## REQUIRED ACTION
Reproduce every record exactly as it appears, but not the pictures.

———

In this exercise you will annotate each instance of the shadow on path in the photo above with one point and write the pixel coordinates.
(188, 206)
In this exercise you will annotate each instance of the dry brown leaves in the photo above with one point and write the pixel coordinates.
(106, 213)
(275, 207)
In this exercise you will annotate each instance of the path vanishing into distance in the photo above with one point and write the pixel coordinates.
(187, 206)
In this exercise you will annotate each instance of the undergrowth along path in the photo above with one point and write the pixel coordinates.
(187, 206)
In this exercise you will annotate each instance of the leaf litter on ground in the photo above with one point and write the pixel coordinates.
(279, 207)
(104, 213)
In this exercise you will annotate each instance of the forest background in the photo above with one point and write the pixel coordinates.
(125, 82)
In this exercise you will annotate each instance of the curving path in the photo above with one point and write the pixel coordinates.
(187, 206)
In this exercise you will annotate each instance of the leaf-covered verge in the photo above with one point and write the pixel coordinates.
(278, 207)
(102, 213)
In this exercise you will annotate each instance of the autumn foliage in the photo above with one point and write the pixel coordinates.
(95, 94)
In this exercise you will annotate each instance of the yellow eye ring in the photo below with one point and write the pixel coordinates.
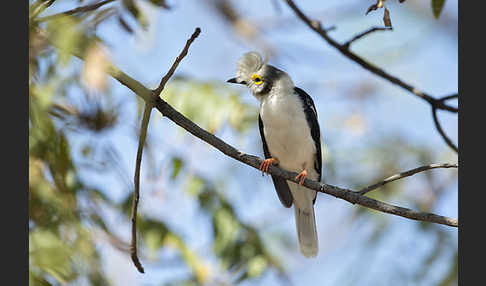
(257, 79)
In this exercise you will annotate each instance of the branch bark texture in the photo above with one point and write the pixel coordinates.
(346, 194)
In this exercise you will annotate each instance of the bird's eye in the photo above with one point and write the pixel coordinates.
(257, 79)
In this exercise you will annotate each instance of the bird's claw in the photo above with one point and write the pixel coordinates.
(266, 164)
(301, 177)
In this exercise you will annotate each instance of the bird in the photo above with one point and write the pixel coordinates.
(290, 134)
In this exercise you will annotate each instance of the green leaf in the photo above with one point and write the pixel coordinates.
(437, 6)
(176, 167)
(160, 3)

———

## RESPONSE
In this exercise you will annotate each instance of the shadow on path in the photo above with one point and write the pixel coordinates.
(188, 206)
In this exercise you will annotate each instance of the dry brown leaves in the photo above with one point and write the pixel coordinates.
(106, 213)
(275, 207)
In this exercise you will annotate each instance of the path vanishing into distance in the photo above with one point and write the pixel coordinates.
(187, 206)
In this exercise you will annotate each instance of the undergrowth along path in the photo above with one point and write the pixel coordinates.
(187, 206)
In this exercise you will annotate each instance of the leaf litter on ground in the photo above with one point and write the pixel coordinates.
(279, 207)
(104, 213)
In this exercise you will annotate each instance of the forest background in the photo above with one point and write the pixel coordinates.
(125, 82)
In this exercise you will annotate each instance of the curving path in the photo above with one point and write the pixel coordinates.
(187, 206)
In this exercise you will annotate each instance of the leaf-covered verge in the photo above with one point and write the pixel coordinates.
(278, 207)
(102, 213)
In this exercise you will annotate each instance of the autumn foliage in the photo above with one point and write the pixel coordinates.
(95, 94)
In this exercise you will annotate each instance of the yellow eye ring in the photo below with one point and write the pixel coordinates.
(257, 79)
In this exercise you will annotate each instance of the branch bark texture in the photo above with one point and write the pixel coordinates.
(346, 194)
In this exercise you will annotate each instance of the bird's eye in the photo above with one point and write the pixel coordinates.
(257, 79)
In this exercise you will annotate each instance of the bird's claw in the photo above with one point and write the pixel coordinates.
(266, 164)
(301, 177)
In this exercise you will annotate each instance of the bird in the photo above with one point and write the pixel coordinates.
(290, 134)
In this exercise you will annotate each instance of the green leaf in the photo above with one point and write the pixel coordinates.
(437, 6)
(176, 167)
(160, 3)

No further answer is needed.